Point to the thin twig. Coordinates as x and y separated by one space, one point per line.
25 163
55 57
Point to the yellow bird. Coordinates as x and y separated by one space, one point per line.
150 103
_____
- **TASK GOAL**
The response should consist of every record above, reproduced exactly.

- **SOLUTION**
Point to the thin twig. Coordinates as x and y separated by one space, one point per line.
25 163
55 57
Point to the yellow bird. Coordinates as x and y separated by one space, one point per line.
150 103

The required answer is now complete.